Can you reproduce all the lines below word for word, omitting any pictures from your copy?

Data in this exercise:
---

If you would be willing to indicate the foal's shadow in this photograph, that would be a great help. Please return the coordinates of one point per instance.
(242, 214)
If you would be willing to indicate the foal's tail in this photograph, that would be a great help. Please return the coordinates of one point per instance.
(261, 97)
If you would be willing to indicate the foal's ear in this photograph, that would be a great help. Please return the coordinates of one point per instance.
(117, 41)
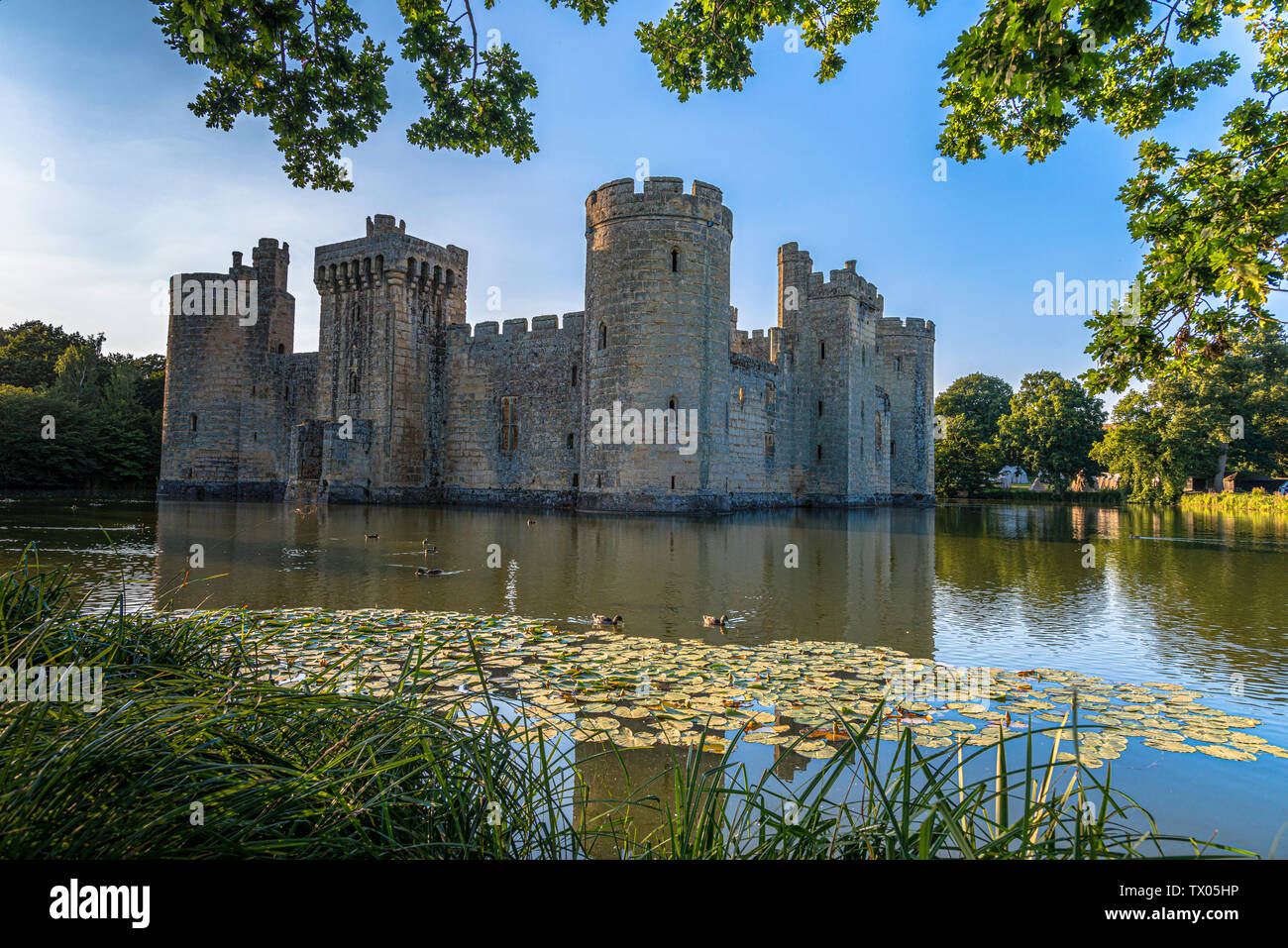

---

Right answer:
If you would be willing to indicate the foal's shadow in this photograph, that would be a great help. Please return the coordinates of one point per instance.
(242, 214)
If you would be willing to indicate the foal's tail in this photograph, that would be a great help. Please return the coordinates of one point per instance.
(261, 97)
If you would be willing to indicate the foal's ear in this photograph, that would be a great help. Please return the coordinates of one point per instance.
(117, 41)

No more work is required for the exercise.